▶ **Exercise brief**: Render the lines below as a numbered list, leaving out any blank lines.

Data listing
* Start *

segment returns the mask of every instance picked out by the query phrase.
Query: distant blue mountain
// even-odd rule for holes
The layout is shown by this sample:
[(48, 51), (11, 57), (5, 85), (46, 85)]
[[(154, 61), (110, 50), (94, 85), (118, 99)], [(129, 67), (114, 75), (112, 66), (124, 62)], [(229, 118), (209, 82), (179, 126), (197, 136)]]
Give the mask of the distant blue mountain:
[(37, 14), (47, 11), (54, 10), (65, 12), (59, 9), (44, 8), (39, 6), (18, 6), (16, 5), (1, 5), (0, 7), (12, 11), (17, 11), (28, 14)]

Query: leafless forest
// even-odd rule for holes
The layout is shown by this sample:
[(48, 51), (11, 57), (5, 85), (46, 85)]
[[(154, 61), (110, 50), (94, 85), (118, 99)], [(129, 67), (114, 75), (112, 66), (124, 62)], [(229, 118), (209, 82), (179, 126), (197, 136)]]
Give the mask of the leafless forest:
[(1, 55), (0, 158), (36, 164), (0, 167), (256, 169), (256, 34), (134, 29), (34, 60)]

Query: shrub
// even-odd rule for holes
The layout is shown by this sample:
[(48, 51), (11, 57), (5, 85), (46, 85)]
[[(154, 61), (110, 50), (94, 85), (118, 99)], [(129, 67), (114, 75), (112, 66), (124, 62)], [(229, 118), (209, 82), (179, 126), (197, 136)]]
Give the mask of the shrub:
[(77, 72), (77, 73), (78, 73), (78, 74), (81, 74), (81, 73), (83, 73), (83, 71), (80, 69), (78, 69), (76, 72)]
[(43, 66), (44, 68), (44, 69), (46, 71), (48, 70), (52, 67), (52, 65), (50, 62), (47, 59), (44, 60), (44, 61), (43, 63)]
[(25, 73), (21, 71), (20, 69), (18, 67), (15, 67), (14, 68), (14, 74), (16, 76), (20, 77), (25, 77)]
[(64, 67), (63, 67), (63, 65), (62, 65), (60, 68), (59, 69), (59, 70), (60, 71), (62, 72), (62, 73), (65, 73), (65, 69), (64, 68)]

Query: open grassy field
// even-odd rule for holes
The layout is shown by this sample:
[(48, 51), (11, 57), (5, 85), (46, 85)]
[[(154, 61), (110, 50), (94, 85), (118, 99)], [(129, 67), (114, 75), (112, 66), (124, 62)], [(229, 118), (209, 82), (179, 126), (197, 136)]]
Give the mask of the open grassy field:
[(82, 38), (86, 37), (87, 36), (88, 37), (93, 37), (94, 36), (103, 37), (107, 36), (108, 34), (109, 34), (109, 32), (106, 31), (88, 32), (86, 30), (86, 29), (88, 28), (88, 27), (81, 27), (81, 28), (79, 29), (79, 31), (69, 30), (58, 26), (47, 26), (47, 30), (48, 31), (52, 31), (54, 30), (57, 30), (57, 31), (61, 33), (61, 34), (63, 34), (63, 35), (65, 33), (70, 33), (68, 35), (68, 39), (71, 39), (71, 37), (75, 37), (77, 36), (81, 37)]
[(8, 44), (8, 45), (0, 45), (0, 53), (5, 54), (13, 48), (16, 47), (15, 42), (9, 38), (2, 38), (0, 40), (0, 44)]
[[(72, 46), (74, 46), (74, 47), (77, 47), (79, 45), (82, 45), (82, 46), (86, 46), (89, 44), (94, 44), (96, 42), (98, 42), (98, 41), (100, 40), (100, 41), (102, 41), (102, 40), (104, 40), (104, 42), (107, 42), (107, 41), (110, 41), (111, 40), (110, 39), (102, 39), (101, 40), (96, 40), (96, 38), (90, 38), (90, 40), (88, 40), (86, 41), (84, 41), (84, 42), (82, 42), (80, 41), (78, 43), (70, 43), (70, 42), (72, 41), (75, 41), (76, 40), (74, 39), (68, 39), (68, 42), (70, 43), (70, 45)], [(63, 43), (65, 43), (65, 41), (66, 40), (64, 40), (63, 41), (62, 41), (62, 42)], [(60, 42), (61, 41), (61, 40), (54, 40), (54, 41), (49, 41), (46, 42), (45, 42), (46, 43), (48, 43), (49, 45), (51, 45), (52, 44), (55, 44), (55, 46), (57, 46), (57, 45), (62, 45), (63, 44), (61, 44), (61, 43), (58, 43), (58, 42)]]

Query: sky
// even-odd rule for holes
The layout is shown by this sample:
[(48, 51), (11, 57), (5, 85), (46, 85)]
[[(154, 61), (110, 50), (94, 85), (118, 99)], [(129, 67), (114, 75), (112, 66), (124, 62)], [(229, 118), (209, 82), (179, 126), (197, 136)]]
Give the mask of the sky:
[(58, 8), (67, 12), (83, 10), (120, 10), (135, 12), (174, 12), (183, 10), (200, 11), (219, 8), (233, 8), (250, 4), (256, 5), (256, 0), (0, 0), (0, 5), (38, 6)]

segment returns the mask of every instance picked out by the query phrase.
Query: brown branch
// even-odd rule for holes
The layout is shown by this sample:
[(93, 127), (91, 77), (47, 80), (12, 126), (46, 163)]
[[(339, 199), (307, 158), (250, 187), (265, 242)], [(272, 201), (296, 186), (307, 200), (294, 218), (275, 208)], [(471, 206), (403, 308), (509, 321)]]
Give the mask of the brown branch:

* End *

▶ **Response to the exercise**:
1. segment returns the mask of every instance picked out by the query phrase.
2. Query: distant blue mountain
3. // even-odd rule for holes
4. The layout is shown by this sample:
5. [(48, 51), (11, 57), (5, 85), (46, 85)]
6. [[(154, 61), (110, 50), (94, 85), (118, 99)], [(129, 67), (114, 75), (112, 66), (124, 62)], [(229, 118), (209, 82), (179, 126), (197, 136)]]
7. Give the mask of the distant blue mountain:
8. [(37, 14), (47, 11), (54, 10), (65, 12), (59, 9), (44, 8), (39, 6), (18, 6), (16, 5), (1, 5), (0, 7), (12, 11), (17, 11), (28, 14)]
9. Query: leafless forest
10. // even-odd rule for holes
11. The layout is shown by this sample:
12. [(48, 51), (11, 57), (5, 85), (46, 85)]
13. [[(154, 61), (110, 50), (94, 85), (118, 99)], [(129, 67), (114, 75), (112, 66), (124, 62)], [(229, 118), (209, 82), (179, 126), (197, 136)]]
14. Give the mask of the leafless forest:
15. [(1, 55), (0, 158), (36, 164), (0, 167), (256, 169), (256, 34), (134, 29), (34, 60)]
16. Query: shrub
17. // even-odd rule for holes
18. The layout is shown by this sample:
19. [(48, 51), (11, 57), (5, 85), (46, 85)]
20. [[(154, 61), (110, 50), (94, 85), (118, 99)], [(129, 67), (114, 75), (112, 66), (124, 62)], [(229, 118), (209, 82), (179, 126), (197, 136)]]
21. Give the mask of the shrub:
22. [(77, 72), (77, 73), (78, 73), (78, 74), (81, 74), (81, 73), (83, 73), (83, 71), (80, 69), (78, 69), (76, 72)]
23. [(43, 66), (44, 68), (44, 69), (46, 71), (48, 70), (52, 67), (52, 65), (50, 62), (47, 59), (44, 60), (44, 61), (43, 63)]
24. [(25, 73), (21, 71), (20, 69), (18, 67), (15, 67), (14, 68), (14, 74), (16, 76), (20, 77), (25, 77)]
25. [(64, 67), (63, 67), (63, 65), (62, 65), (60, 68), (59, 69), (59, 70), (60, 71), (62, 72), (62, 73), (65, 73), (65, 69), (64, 68)]
26. Query: open grassy field
27. // even-odd rule for holes
28. The layout is shown by this sample:
29. [(48, 51), (11, 57), (5, 85), (46, 85)]
30. [[(154, 61), (110, 50), (94, 85), (118, 99)], [(129, 67), (114, 75), (112, 66), (124, 62)], [(229, 118), (209, 82), (179, 126), (197, 136)]]
31. Give the mask of the open grassy field:
32. [(82, 38), (86, 37), (87, 36), (88, 37), (93, 37), (94, 36), (103, 37), (107, 36), (108, 34), (109, 34), (109, 32), (106, 31), (88, 32), (86, 30), (86, 29), (88, 28), (88, 27), (81, 27), (81, 28), (79, 29), (79, 31), (69, 30), (58, 26), (47, 26), (47, 30), (48, 31), (52, 31), (54, 30), (57, 30), (57, 31), (61, 33), (61, 34), (63, 34), (63, 35), (65, 33), (70, 33), (68, 35), (68, 39), (71, 39), (71, 37), (75, 37), (77, 36), (81, 37)]
33. [(8, 44), (8, 45), (0, 45), (0, 53), (5, 54), (13, 48), (16, 47), (15, 42), (9, 38), (2, 38), (0, 40), (0, 44)]
34. [[(72, 46), (74, 46), (74, 47), (77, 47), (79, 45), (82, 45), (82, 46), (86, 46), (89, 44), (94, 44), (96, 42), (98, 42), (98, 41), (100, 40), (100, 41), (102, 41), (102, 40), (104, 40), (104, 42), (107, 42), (107, 41), (110, 41), (111, 40), (110, 39), (102, 39), (101, 40), (96, 40), (96, 38), (90, 38), (90, 40), (88, 40), (86, 41), (84, 41), (84, 42), (82, 42), (80, 41), (78, 43), (70, 43), (70, 42), (72, 41), (75, 41), (76, 40), (74, 39), (68, 39), (68, 42), (70, 43), (70, 45)], [(63, 43), (65, 43), (65, 41), (66, 40), (64, 40), (63, 41), (62, 41), (62, 42)], [(60, 42), (61, 41), (61, 40), (54, 40), (54, 41), (49, 41), (46, 42), (45, 42), (46, 43), (48, 43), (49, 45), (51, 45), (52, 44), (55, 44), (55, 46), (57, 46), (57, 45), (62, 45), (63, 44), (61, 44), (61, 43), (58, 43), (58, 42)]]
35. Query: sky
36. // even-odd rule for holes
37. The layout is shown by this sample:
38. [(48, 51), (11, 57), (5, 85), (46, 85)]
39. [[(154, 61), (110, 50), (94, 85), (118, 99)], [(129, 67), (114, 75), (112, 66), (124, 62)], [(229, 118), (209, 82), (179, 126), (197, 136)]]
40. Give the mask of the sky:
41. [(58, 8), (67, 12), (83, 10), (120, 10), (135, 12), (174, 12), (183, 10), (200, 11), (219, 8), (233, 8), (250, 4), (256, 5), (256, 0), (0, 0), (0, 5), (38, 6)]
42. segment returns the mask of every instance picked out by the query phrase.
43. Query: brown branch
44. // even-odd rule for holes
45. The layout is shown by this sample:
46. [(93, 127), (91, 77), (47, 80), (12, 126), (46, 163)]
47. [[(339, 199), (307, 158), (250, 187), (265, 242)], [(272, 201), (296, 186), (307, 200), (294, 218), (275, 208)], [(471, 206), (403, 308), (509, 321)]]
48. Give the mask of the brown branch:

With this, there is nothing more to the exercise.